> _Extract to read_:

+++

The other cantata is “Gloria in excelsis Deo” (BWV 191), the words and song of the angels which, in Bach’s hands becomes (as Gardiner puts it) “a celebration of dance as well as song.”

Are we dancing with joy at the Good News of Christ? On Christmas Day the three of us will open presents, have lunch, and see part 2 of “The Hobbit,” plus I’ll go to our church’s half-hour morning worship. It’s a happy day, for sure. I don’t want to become chiding about our Christian experience—-as if we all “should” be dancing with joy at the Savior, and if we’re not we’re substandard Christians. But sometimes we do feel so positive about the Good News that, even if we don’t dance, we can’t sit still. If we think deeply about the Gospel promises, we can feel an even greater excitement than “hump day”!


Cling to Christ: Bach Cantatas for the Early Christmas Season

Continuing my listening to Bach’s sacred cantatas, performed by the Monteverdi Choir and The English Baroque Soloist, conducted by John Eliot Gardiner … Over the next several days I’ll be listening three CDs for the Christmas season. They were recorded in 2000 at St. Bartholomew’s Church, a favorite stop whenever we visit Manhattan. Although I’m beginning my year-long “journey” with the First Sunday of Advent, these three CDs are actually the last ones in the original pilgrimage.

CD 54 contain the cantatas “Gelobet seist du, Jesus Christ” (BWV 91, “All Praise to you, Jesus Christ”) and “Unser Mund sei voll Lachens” (110, “Let our mouth be full of laughter”) for Christmas Day, and then “Christum wir sollen loben schon” (121, “To Christ we should sing praises”) and “Dazu ist erschienen der Sohn Gottes” (40, “For this purpose the Son of God”) for Boxing Day, the second day of Christmas. On the CD’s cover is photograph of a child in Amdo, Tibet. According to the notes, “Gelobet, seist du” is full of expectation and danceable-rhythms, with its emphasis on praise of God’s work in Christ—the small way in which the creator of the universe appeared for our benefit.

“Christum wir sollen” is based on a 5th century Latin hymn is similar in its content: “God, who was so boundless, took on servile form and poverty.” “Dazu its erschienen” has several contrasts of darkness and light—and the admonition that we should not be anxious and fearful for the “ancient serpent,” for Christ has conquered Satan. “Unser Mund sei voll Lachens” is, for Gardiner, the “most festive and prilliant” of these four with an “irresistible swagger” “Let your mouth be full of laughter and our tongue of singing. For the Lord has done great things for us.”

+++

> _Description of the task_: Resume the post on Bach's Christmas cantatas, starting right after its last sentence. The rows have nothing to do with the post on Bach's Christmas cantatas.

> _Record set_:
+++

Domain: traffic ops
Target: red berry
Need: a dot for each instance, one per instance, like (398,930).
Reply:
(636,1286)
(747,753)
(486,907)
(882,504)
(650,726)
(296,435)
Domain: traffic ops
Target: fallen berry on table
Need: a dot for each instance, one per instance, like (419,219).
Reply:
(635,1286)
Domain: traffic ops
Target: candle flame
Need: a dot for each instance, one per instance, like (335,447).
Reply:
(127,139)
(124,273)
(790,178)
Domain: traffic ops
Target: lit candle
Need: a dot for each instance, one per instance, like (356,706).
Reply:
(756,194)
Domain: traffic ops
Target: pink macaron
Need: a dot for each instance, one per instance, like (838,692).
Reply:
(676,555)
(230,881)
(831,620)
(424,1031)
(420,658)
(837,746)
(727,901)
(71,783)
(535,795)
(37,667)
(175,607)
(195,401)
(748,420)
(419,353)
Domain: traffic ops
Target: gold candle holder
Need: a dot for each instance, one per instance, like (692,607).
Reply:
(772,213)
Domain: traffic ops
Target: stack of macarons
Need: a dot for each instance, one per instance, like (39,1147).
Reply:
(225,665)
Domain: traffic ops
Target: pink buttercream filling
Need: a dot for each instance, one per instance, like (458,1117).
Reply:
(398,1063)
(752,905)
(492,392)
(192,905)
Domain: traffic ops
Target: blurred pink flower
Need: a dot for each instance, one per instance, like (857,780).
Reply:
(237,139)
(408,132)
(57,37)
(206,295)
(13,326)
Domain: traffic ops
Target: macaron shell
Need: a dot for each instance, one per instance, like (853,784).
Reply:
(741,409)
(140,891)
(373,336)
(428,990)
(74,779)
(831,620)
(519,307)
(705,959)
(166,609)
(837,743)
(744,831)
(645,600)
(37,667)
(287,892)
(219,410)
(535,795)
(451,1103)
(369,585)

+++

> _Answer box_:
CD 55 contain the cantatas for the third day of Christmas, also recorded at St. Barth’s: “Sehet, welch eine Liebe hat uns der Vater erzeiget” (BWV 64, “Behold, what manner of love”), “Süsser Trost, mein Jesus kömmt” (151, “Sweet comfort, my Jesus comes”), “Selig ist der Mann” (57, “Blessed is the man”), and a cantata for the second day of Christmas, “Ich freue mich in dir” (133, “I rejoice in thee”). The cover is photo of a baby in Zigaze Tibet.

Gardiner calls attention to the trombone choir in “Sehet, welch eine Liebe”, which I look forward to hearing. He notes that this cantata connects thematically to the theme of Christus victor in the previous day’s cantata “Dazu ist erschienen der Sohn Gottes”, as well as the Christmas cantata “Sehet, welch eine Liebe.” Gardiner writes that Bach uses the trombone to depict the “vertical and horizontal” dimensions of faith: Christ’s descent to the world to save us and our eventual ascent to heaven to gain the full divine promises.

“Süsser Trost, mein Jesus kömmt” is an “intimate and beguiling” cantata has, among other things the use of oboes and violins “in praise of the spiritual riches to be found in Jesus’ spiritual poverty.”

His wretched state reveals to me
naught but salvation and well-being,
yea, His wondrous hand
will weave me naught but garlands of blessing.

In “Selig ist der Mann,” we find a kind of dialogue between Christ and the soul, and thus a connection of Christ’s love with the soul of the suffering believer. In the arias and recitatives, Jesus promises his heart to the believer—and his hand to strike the believer’s enemies and accusers. Meanwhile, the believer declares that he/she has nothing to count on but Jesus.

Finally, “Ich freue mich in dir” is an exhilarating cantata which connects to the believer’s need for Christ seen in “Selig ist der Mann” and the other cantatas.

…. I shall,
O Jesus, cling to Thee,
even if the world
were to shatter in a thousand pieces.

The last CD of pre-New Year Christmas music is the actual last CD of the entire set, also recorded at St. Bartholomew’s. The cover photo is a child from Sarif, Afghanistan.These cantatas are for the Sunday after Christmas: the motet “Singet dem Herrn ein neues Lied” (225, “Sing unto the Lord a new song”), “Tritt auf die Glaubensbahn” (152, “Tread the path of faith”), “Das neugeborne Kindelein (122, “The newborn infant child”), “Gottlob! nun geht das Jahr zu Ende” (28, “Praise God! The year now draws to a close”), and “
Singet dem Herrn ein neues Lied” (190, “Sing unto the Lord a new song”).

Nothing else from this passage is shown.